Mortgage Forgiveness Debt Relief Act Extended for 2017

Posted on 10. Feb, 2018 by ctlms in My Blog, Real Estate, Short Sale

The IRS tax exemption that many homeowners used to avoid takes from a short sale or other mortgage debt forgiveness has been retroactively extended to cover 2017.

This exemption was originally signed into law in 2007 and has expired and been extended a few times over the past several years. The last few times it was extended, it was near the end of the year after it had expired.  In those instances, it was made retroactive to cover the current year and was signed into law in Dec of that year.  The last time it was extended was in Dec 2015 and covered 2015 and 2016.

In 2017 the law was not extended at any time during the year and Jan 1 2018 came without any extension being signed into law.  On Feb 9 2018, as part of the bill signed into law to end the 2nd Government shut down of the year, this tax exemption law was extended to retroactively cover 2017.  It still does not cover 2018.

So what does this mean?

(Saved entries)
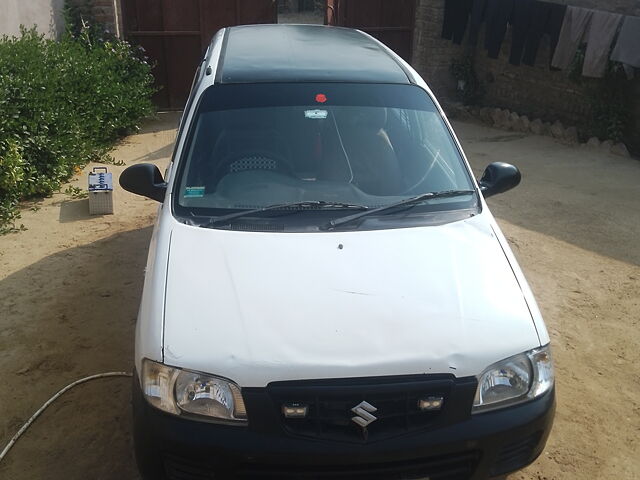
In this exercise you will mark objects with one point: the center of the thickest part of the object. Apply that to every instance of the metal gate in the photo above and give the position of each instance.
(176, 33)
(391, 22)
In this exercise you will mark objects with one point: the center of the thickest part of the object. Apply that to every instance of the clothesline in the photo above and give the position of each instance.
(567, 28)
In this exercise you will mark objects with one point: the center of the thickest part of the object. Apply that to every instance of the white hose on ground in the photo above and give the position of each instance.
(51, 400)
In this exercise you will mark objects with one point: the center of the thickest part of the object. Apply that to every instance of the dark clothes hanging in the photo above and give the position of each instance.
(547, 18)
(456, 19)
(521, 24)
(498, 15)
(478, 11)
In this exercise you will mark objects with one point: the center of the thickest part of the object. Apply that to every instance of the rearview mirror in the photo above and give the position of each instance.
(498, 178)
(144, 179)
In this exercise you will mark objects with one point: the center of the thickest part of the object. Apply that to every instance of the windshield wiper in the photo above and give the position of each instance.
(407, 201)
(295, 206)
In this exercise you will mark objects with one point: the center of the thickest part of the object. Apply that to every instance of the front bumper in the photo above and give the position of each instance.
(487, 445)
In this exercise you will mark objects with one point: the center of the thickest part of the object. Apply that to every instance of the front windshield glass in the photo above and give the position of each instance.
(365, 145)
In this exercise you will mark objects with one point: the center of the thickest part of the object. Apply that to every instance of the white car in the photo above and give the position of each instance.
(327, 294)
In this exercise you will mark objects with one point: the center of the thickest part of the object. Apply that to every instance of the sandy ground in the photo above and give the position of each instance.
(70, 286)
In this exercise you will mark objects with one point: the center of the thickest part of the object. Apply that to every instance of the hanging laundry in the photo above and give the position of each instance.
(478, 11)
(456, 19)
(521, 24)
(575, 24)
(603, 29)
(627, 49)
(547, 18)
(498, 15)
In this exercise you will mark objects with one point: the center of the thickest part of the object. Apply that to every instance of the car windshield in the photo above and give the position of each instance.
(342, 146)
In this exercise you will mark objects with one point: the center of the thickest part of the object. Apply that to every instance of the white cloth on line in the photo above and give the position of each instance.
(602, 31)
(576, 22)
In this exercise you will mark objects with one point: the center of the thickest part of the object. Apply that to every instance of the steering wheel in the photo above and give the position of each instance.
(252, 160)
(429, 166)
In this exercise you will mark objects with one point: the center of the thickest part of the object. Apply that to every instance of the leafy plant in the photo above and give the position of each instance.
(62, 104)
(469, 89)
(608, 99)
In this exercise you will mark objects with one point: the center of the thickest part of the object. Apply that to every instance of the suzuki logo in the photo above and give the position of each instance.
(363, 413)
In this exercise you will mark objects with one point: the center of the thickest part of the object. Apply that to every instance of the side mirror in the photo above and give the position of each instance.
(498, 178)
(144, 179)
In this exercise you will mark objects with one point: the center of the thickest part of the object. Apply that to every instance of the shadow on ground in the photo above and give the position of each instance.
(578, 195)
(45, 345)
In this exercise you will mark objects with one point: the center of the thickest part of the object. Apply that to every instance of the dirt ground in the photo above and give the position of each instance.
(70, 286)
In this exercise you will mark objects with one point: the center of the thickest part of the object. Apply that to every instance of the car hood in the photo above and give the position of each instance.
(263, 307)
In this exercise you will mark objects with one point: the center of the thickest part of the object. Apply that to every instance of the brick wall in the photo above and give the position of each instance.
(105, 12)
(534, 91)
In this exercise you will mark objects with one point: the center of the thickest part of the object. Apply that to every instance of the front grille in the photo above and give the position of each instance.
(450, 467)
(516, 455)
(330, 406)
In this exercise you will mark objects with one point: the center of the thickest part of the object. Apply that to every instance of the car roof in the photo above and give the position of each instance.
(305, 53)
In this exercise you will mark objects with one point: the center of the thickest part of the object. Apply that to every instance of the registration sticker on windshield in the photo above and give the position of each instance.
(194, 192)
(316, 114)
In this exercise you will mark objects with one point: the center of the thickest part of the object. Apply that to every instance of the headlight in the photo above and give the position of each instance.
(517, 379)
(179, 392)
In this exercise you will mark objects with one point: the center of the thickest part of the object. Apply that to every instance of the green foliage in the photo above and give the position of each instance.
(469, 89)
(63, 104)
(608, 99)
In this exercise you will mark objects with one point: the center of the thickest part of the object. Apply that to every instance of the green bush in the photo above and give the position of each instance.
(63, 104)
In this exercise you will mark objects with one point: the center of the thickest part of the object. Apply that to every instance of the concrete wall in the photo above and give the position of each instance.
(45, 14)
(534, 91)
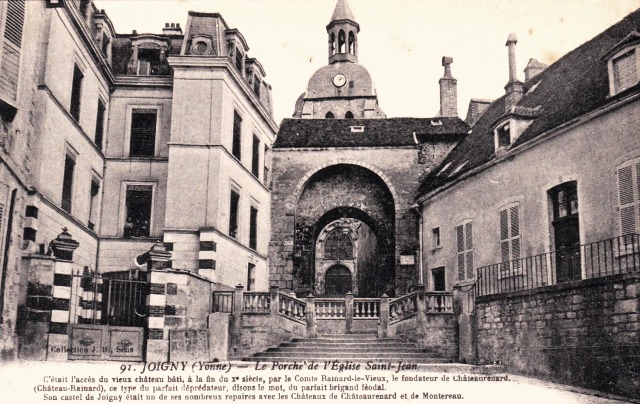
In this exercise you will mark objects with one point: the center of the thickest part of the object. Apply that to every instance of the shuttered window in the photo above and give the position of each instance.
(236, 148)
(67, 183)
(139, 200)
(234, 203)
(464, 237)
(10, 58)
(255, 162)
(143, 132)
(100, 124)
(510, 237)
(629, 196)
(76, 93)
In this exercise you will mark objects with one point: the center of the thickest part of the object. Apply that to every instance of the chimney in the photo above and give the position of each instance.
(171, 29)
(533, 69)
(514, 88)
(448, 90)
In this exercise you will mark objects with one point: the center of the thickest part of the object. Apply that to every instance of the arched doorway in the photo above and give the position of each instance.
(337, 281)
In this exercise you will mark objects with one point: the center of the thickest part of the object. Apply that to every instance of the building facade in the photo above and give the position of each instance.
(344, 178)
(116, 147)
(535, 215)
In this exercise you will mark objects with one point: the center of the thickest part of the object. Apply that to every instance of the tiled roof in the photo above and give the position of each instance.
(571, 87)
(376, 132)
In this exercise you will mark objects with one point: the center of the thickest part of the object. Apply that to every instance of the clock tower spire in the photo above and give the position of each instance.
(343, 34)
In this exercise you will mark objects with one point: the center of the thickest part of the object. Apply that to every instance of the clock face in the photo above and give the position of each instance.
(339, 80)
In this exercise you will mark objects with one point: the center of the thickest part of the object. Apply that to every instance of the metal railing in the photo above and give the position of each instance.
(601, 258)
(256, 303)
(222, 302)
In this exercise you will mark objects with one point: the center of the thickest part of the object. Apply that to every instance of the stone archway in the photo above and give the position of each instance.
(330, 197)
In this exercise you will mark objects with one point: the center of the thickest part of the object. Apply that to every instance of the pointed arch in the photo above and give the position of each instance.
(352, 43)
(342, 42)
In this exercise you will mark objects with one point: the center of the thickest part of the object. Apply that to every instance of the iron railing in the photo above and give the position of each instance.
(593, 260)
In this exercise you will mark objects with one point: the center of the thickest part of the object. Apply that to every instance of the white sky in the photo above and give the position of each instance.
(401, 42)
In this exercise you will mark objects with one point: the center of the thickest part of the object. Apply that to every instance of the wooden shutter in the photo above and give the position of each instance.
(143, 133)
(629, 194)
(10, 59)
(510, 237)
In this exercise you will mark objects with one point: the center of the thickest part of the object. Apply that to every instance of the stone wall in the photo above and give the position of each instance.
(584, 333)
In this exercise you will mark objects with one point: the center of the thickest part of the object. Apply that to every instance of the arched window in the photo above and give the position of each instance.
(338, 246)
(352, 43)
(332, 44)
(342, 42)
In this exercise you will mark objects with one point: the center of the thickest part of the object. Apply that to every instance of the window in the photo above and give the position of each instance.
(435, 238)
(464, 237)
(253, 228)
(251, 277)
(256, 86)
(239, 61)
(625, 72)
(143, 132)
(11, 46)
(510, 237)
(100, 124)
(138, 211)
(76, 93)
(503, 135)
(234, 203)
(338, 245)
(236, 148)
(93, 203)
(629, 196)
(437, 275)
(67, 182)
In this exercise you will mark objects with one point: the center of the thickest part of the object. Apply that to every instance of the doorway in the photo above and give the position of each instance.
(566, 231)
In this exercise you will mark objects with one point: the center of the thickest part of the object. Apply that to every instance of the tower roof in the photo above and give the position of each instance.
(342, 12)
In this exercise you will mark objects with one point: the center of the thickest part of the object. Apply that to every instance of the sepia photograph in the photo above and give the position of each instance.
(320, 200)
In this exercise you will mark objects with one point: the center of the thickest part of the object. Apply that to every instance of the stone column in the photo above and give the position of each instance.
(383, 326)
(348, 304)
(310, 312)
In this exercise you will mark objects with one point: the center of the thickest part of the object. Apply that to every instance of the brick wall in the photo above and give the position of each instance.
(584, 333)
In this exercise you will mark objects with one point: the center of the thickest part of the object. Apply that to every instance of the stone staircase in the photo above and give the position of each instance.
(350, 347)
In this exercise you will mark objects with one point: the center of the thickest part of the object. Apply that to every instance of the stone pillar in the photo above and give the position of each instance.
(464, 308)
(236, 319)
(348, 305)
(383, 326)
(274, 307)
(310, 312)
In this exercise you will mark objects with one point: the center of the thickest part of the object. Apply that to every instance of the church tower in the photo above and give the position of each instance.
(343, 89)
(343, 35)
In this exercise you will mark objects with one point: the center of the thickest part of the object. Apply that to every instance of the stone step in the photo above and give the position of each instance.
(341, 348)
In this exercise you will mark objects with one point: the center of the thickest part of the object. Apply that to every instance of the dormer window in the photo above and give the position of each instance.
(624, 64)
(625, 71)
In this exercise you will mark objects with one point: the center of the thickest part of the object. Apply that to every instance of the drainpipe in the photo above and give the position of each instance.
(418, 210)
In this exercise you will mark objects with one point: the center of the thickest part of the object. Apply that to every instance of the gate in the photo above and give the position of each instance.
(107, 316)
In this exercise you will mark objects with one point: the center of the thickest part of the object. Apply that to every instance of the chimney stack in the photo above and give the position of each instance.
(533, 69)
(514, 89)
(448, 90)
(172, 29)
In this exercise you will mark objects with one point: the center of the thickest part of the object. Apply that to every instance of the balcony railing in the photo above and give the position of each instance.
(602, 258)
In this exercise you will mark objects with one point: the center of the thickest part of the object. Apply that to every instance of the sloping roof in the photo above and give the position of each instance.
(574, 85)
(377, 132)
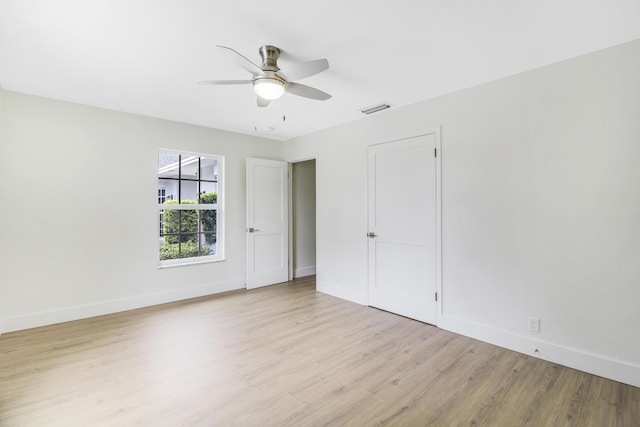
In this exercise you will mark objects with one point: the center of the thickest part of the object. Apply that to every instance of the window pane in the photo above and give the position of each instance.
(208, 169)
(209, 192)
(208, 221)
(168, 165)
(170, 189)
(207, 244)
(188, 191)
(189, 167)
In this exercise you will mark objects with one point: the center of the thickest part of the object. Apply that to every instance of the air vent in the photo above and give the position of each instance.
(375, 108)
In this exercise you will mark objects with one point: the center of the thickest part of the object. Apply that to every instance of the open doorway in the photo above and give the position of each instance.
(303, 219)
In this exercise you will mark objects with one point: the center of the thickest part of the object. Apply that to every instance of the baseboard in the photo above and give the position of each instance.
(304, 271)
(50, 317)
(596, 364)
(361, 298)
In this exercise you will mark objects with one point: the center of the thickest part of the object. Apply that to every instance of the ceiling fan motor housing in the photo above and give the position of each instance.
(269, 55)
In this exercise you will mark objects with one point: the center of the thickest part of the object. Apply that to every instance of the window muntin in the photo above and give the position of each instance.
(189, 207)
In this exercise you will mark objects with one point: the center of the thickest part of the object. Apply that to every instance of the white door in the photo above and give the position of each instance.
(267, 222)
(402, 227)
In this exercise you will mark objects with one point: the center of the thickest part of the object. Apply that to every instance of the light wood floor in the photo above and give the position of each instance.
(286, 355)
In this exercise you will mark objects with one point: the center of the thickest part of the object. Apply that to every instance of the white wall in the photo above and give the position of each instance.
(541, 208)
(304, 218)
(78, 221)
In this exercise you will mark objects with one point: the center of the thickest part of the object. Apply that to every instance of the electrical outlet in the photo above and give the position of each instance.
(534, 324)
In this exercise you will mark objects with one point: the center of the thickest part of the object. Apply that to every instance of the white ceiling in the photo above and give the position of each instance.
(145, 56)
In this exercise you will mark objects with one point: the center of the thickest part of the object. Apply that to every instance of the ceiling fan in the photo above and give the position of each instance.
(269, 81)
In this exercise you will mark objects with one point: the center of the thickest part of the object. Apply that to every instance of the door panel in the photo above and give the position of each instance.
(267, 222)
(402, 216)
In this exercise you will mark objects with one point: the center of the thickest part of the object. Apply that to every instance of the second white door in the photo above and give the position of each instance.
(402, 227)
(267, 222)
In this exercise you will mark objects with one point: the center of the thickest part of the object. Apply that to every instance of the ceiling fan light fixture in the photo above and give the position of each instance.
(269, 88)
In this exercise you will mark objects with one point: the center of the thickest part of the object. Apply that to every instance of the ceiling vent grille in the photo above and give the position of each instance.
(375, 108)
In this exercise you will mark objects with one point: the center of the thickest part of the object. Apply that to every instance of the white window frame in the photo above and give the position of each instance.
(218, 207)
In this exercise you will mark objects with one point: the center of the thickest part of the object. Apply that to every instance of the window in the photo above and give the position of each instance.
(189, 207)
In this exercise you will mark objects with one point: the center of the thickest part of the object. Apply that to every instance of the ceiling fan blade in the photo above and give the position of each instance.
(262, 102)
(305, 69)
(224, 82)
(242, 61)
(307, 91)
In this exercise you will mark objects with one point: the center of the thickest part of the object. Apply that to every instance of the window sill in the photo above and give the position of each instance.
(187, 263)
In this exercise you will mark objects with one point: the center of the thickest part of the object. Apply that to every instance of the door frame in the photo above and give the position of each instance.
(432, 130)
(290, 211)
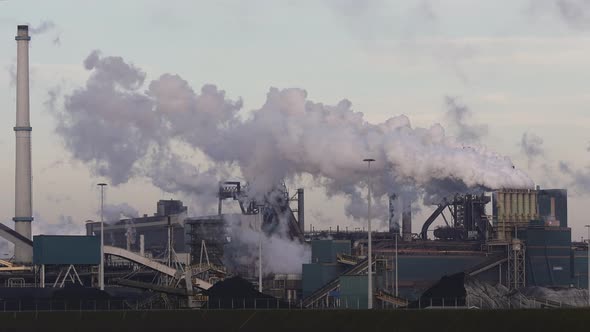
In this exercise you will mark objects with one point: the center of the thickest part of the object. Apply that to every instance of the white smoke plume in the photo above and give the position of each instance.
(64, 225)
(575, 13)
(121, 132)
(116, 212)
(279, 253)
(532, 146)
(459, 117)
(579, 179)
(45, 27)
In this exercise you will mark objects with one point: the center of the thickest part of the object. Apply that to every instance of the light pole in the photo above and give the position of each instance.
(396, 265)
(588, 258)
(260, 249)
(370, 253)
(101, 268)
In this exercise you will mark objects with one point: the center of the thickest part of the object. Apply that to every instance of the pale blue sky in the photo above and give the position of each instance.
(518, 65)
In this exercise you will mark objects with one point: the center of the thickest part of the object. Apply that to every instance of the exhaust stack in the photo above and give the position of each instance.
(407, 220)
(23, 179)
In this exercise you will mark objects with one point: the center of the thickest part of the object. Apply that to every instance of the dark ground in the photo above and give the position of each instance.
(301, 320)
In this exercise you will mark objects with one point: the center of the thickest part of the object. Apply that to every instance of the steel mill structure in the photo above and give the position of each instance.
(170, 259)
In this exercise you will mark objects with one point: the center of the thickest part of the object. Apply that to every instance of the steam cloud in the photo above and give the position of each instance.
(114, 212)
(122, 132)
(580, 179)
(44, 27)
(459, 117)
(280, 255)
(575, 13)
(532, 146)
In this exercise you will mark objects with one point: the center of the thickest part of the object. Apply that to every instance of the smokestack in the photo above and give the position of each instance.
(393, 223)
(407, 220)
(301, 210)
(23, 180)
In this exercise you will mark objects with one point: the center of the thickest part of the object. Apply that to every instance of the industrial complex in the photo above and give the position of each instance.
(516, 238)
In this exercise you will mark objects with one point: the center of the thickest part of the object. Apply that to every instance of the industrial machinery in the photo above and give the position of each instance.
(467, 218)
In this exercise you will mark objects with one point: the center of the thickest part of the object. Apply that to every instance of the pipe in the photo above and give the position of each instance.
(142, 245)
(23, 206)
(407, 221)
(301, 210)
(393, 222)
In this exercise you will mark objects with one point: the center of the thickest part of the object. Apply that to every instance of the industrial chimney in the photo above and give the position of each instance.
(407, 220)
(393, 217)
(23, 181)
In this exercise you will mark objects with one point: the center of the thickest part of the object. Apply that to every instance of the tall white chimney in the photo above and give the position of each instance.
(23, 179)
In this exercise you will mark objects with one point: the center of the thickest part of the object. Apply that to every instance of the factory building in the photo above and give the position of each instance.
(526, 241)
(167, 223)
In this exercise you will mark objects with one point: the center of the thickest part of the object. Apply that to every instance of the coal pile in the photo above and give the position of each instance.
(448, 291)
(238, 293)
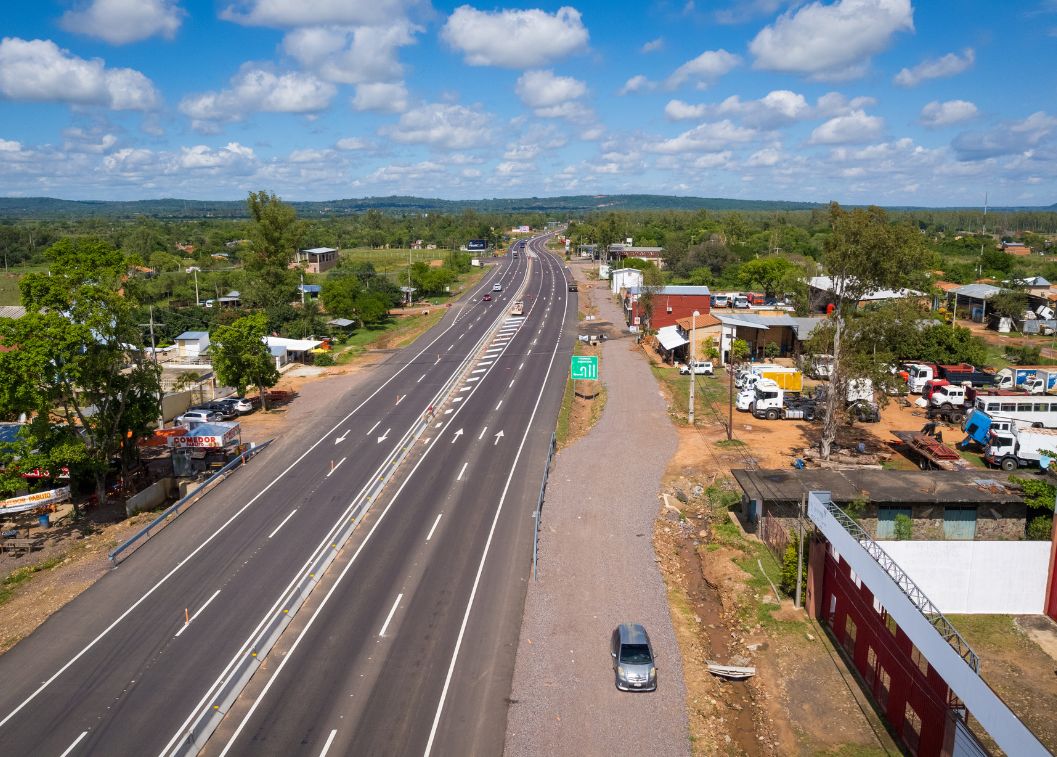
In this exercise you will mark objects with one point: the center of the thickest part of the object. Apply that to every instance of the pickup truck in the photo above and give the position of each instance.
(698, 367)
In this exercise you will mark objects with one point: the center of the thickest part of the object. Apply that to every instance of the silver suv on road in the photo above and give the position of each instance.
(633, 659)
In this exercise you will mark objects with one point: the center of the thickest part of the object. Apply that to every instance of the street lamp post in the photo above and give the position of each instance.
(693, 334)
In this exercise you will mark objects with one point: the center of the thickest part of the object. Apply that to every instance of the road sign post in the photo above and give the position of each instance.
(582, 368)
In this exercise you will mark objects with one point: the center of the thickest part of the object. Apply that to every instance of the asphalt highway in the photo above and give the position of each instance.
(118, 670)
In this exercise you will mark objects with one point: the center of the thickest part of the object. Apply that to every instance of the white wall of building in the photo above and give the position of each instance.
(971, 577)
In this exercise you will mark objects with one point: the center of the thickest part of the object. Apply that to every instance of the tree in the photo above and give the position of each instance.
(652, 283)
(864, 254)
(274, 238)
(241, 357)
(79, 363)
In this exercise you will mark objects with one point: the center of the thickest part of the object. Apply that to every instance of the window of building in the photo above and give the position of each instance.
(886, 520)
(959, 522)
(850, 631)
(911, 728)
(919, 660)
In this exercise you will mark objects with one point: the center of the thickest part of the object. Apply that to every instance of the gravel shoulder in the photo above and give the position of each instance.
(598, 569)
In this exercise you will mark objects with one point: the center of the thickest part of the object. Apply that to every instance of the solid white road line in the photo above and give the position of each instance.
(484, 554)
(430, 534)
(390, 616)
(282, 523)
(333, 469)
(191, 619)
(330, 740)
(75, 742)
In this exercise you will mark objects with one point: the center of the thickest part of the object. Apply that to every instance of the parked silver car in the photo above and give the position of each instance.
(633, 660)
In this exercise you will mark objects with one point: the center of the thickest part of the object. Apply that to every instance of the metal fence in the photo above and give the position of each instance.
(539, 503)
(175, 509)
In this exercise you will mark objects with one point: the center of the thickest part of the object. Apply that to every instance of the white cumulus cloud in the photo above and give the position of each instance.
(856, 127)
(705, 69)
(352, 55)
(452, 127)
(39, 70)
(258, 90)
(124, 21)
(514, 39)
(953, 111)
(678, 110)
(949, 65)
(831, 41)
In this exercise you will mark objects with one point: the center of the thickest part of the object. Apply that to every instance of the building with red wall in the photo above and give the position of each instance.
(670, 303)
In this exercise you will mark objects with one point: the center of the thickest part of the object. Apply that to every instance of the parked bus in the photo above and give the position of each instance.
(1030, 410)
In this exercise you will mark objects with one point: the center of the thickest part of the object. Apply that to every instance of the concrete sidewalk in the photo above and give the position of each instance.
(597, 569)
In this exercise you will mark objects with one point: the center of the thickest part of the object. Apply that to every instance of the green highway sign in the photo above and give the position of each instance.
(585, 368)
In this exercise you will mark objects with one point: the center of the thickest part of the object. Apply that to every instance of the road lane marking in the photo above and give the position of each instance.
(282, 523)
(330, 740)
(390, 616)
(200, 610)
(484, 554)
(75, 742)
(430, 534)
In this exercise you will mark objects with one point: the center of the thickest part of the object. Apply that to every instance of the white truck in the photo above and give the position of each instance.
(1019, 447)
(1041, 383)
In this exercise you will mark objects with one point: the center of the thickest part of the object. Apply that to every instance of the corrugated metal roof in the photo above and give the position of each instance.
(977, 291)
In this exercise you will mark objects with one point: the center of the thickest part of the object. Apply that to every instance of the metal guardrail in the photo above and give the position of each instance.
(179, 505)
(539, 503)
(907, 586)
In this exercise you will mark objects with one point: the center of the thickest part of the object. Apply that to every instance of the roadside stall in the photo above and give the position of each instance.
(208, 445)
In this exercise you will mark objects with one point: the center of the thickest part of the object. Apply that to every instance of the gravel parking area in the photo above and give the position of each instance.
(597, 569)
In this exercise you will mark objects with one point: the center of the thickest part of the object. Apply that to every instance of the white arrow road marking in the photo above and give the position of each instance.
(75, 742)
(430, 534)
(191, 619)
(330, 740)
(282, 523)
(389, 617)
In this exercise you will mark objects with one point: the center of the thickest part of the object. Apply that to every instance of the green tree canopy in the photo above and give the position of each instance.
(241, 358)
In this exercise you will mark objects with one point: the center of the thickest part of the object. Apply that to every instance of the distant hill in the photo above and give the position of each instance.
(42, 207)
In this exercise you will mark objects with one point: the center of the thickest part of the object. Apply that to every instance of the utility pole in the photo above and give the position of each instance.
(799, 551)
(693, 333)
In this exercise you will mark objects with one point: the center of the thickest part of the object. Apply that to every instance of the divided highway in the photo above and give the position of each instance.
(419, 613)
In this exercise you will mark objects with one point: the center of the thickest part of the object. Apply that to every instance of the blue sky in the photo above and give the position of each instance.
(886, 102)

Exercise tasks.
[a] According to the post on mortgage debt relief, in what year was the tax exemption originally signed into law?
[b] Return the part of the post on mortgage debt relief from "In 2017 the" up to and including "does this mean?", word for word.

Task responses.
[a] 2007

[b]
In 2017 the law was not extended at any time during the year and Jan 1 2018 came without any extension being signed into law.  On Feb 9 2018, as part of the bill signed into law to end the 2nd Government shut down of the year, this tax exemption law was extended to retroactively cover 2017.  It still does not cover 2018.

So what does this mean?